EXERCISE: List every line in the items below that contains the word "glow", matching its case exactly.

--- Begin ---

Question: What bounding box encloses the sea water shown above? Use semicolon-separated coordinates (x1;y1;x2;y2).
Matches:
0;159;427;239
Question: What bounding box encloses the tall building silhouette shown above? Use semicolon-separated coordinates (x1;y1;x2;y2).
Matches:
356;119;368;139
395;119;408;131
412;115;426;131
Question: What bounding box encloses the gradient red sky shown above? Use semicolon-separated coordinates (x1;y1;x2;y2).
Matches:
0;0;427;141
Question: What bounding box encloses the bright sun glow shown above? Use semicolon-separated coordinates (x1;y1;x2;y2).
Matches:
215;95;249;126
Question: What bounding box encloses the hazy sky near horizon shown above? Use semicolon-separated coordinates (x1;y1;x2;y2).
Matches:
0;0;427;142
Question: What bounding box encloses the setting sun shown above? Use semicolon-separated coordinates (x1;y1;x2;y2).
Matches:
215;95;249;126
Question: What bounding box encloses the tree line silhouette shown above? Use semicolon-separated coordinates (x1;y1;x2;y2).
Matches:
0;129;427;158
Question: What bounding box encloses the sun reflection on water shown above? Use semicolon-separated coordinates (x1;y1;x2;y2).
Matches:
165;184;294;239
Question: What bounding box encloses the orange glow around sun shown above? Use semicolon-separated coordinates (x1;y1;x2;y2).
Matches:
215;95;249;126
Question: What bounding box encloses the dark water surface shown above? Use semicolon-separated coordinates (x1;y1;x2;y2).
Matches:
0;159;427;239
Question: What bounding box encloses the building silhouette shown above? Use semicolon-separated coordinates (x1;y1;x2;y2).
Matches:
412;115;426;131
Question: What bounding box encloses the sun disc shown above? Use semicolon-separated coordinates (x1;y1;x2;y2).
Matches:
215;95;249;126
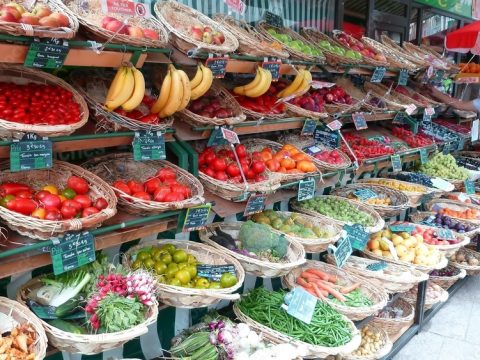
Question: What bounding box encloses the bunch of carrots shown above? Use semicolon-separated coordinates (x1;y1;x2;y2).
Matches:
297;268;360;302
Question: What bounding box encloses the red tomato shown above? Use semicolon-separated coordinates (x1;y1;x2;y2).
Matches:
73;195;92;209
67;176;90;195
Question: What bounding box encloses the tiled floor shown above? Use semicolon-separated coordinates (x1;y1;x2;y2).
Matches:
394;276;480;360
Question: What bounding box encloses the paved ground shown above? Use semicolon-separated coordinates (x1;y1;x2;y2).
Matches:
394;276;480;360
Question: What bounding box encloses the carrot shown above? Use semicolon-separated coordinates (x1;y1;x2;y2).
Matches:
315;282;347;302
340;283;361;294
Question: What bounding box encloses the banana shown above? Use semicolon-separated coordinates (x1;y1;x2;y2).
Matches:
122;67;145;111
177;70;192;111
105;67;135;111
151;66;172;114
191;64;213;100
233;68;264;95
190;66;203;89
245;68;272;98
158;65;183;118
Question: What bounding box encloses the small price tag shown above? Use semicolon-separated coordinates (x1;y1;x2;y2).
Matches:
302;119;317;136
343;224;370;250
262;61;282;81
182;204;212;232
10;133;53;172
263;11;283;29
463;180;475;195
352;113;368;130
398;69;408;86
23;39;69;69
285;287;318;324
243;194;267;216
390;155;402;172
328;236;352;268
205;57;228;79
370;66;387;83
297;178;316;201
50;231;95;275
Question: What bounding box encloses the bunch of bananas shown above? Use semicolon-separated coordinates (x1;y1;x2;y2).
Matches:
277;69;312;98
151;64;192;118
105;66;145;111
233;67;272;98
190;64;213;100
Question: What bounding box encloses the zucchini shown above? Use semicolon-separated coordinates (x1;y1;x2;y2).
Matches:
47;319;87;334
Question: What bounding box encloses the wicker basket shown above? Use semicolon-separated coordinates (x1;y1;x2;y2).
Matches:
55;0;168;48
358;178;431;208
282;260;388;320
332;184;410;217
82;153;205;215
0;161;117;240
0;0;78;39
213;14;290;59
70;70;173;131
154;0;239;54
300;28;361;66
449;248;480;276
0;297;47;360
256;20;325;63
429;265;467;290
233;304;361;358
17;277;158;355
123;239;245;309
178;83;246;126
290;195;385;233
369;298;415;337
0;64;88;139
326;255;428;294
199;222;305;278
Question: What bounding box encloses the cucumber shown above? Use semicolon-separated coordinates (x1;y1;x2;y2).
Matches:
48;319;87;334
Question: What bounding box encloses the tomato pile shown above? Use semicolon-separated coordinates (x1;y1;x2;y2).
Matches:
112;168;192;202
340;133;394;160
392;126;433;148
0;82;80;125
0;176;108;221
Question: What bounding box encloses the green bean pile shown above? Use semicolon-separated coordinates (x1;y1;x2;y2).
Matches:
328;289;373;307
238;288;352;347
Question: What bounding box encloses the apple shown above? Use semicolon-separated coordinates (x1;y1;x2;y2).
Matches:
143;29;160;40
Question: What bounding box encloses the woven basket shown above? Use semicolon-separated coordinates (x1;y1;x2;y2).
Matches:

--- End ---

WRITTEN SOLUTION:
Question: What bounding box encloses the bright sun glow shown above? Use semicolon-separated coordinates (x1;y1;x2;y2).
Question: What bounding box encloses the orange glow around sun shown above? Use semicolon-separated coordinates (x1;y1;x2;y2).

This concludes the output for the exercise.